WHAT THE TASK ASKS:
Write out the data below word for word, starting with the line that contains "Help me find the stove backguard—where" and going on through the line that contains "[421,282,478,427]". Leave any pictures out of your answer.
===== MATERIAL SUPPLIED =====
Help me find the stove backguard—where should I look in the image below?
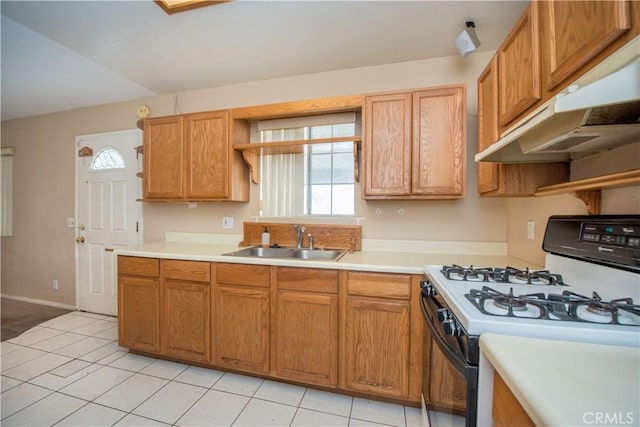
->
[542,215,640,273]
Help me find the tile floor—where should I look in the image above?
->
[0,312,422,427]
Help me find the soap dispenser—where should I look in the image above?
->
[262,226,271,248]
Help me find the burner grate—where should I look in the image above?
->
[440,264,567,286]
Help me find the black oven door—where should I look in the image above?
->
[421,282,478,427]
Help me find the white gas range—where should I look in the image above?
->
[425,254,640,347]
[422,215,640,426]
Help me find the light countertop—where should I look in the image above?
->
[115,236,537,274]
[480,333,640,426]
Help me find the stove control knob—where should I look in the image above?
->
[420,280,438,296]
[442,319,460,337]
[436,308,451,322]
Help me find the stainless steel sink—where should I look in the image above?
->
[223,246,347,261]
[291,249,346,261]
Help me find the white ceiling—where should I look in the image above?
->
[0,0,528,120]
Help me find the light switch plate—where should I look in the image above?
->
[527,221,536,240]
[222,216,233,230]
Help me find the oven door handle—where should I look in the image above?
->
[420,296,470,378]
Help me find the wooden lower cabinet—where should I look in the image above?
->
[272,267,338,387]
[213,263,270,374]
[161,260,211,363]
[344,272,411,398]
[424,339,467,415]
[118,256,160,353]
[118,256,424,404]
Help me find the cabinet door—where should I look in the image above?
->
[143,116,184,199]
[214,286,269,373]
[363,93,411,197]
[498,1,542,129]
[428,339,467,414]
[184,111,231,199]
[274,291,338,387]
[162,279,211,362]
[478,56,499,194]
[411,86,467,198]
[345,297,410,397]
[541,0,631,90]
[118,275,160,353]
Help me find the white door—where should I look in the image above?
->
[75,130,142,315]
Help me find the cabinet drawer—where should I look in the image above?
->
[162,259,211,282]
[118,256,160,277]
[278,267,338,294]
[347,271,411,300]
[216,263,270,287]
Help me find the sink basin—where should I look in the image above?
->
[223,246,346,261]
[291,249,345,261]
=====
===== MATERIAL SUPPLIED =====
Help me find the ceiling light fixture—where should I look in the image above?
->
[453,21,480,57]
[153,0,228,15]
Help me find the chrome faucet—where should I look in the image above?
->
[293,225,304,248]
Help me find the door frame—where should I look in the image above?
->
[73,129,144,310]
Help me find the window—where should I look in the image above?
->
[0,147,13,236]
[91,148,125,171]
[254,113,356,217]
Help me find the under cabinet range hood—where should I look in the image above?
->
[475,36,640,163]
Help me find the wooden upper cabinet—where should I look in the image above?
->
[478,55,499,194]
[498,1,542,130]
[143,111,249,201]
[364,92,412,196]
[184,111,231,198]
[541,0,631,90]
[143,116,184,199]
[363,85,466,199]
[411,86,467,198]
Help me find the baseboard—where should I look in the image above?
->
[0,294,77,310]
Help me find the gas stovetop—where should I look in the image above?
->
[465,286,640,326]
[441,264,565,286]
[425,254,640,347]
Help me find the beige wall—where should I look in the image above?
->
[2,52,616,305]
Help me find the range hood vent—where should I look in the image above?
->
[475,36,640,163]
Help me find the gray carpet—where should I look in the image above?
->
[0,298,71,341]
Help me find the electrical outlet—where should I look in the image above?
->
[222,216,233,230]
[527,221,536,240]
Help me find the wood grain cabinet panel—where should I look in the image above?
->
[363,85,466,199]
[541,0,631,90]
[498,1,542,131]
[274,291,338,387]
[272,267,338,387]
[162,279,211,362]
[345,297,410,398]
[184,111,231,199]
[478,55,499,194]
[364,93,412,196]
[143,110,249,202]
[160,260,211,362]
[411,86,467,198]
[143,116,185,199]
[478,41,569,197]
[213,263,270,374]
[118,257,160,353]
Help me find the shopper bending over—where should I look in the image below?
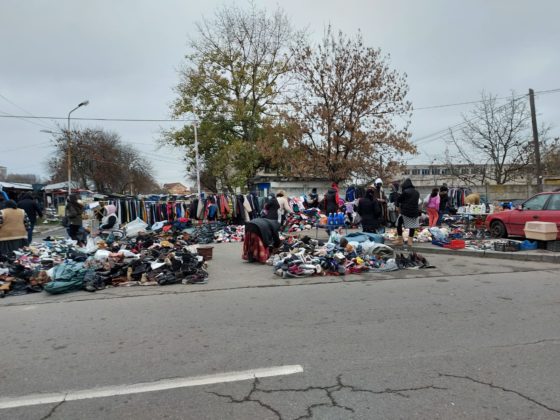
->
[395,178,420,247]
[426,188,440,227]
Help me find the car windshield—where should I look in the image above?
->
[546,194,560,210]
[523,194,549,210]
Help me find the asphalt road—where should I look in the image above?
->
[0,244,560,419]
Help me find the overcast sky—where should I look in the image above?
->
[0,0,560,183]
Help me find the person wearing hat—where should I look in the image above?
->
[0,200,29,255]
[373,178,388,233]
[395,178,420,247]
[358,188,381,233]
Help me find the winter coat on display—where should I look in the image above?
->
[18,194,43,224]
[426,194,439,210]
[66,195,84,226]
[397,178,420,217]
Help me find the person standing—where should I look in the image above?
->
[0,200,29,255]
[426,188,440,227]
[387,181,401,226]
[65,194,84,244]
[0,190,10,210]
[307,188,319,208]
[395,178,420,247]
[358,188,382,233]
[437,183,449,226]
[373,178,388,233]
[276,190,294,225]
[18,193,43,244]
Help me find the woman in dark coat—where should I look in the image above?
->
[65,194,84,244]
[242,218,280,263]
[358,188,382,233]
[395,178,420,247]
=====
SOLUTION TO THIS PROBLEM:
Help me find the stove backguard—where should I look in the image below?
->
[542,215,640,273]
Help me find the tile floor—where should I look in the image above?
->
[0,312,422,427]
Help me find the soap dispenser—where should I look in the image above?
->
[262,226,271,248]
Help me find the burner grate—where should I look in the image above?
->
[440,264,567,286]
Help me find the black oven door—where should I look in the image above?
->
[421,282,478,427]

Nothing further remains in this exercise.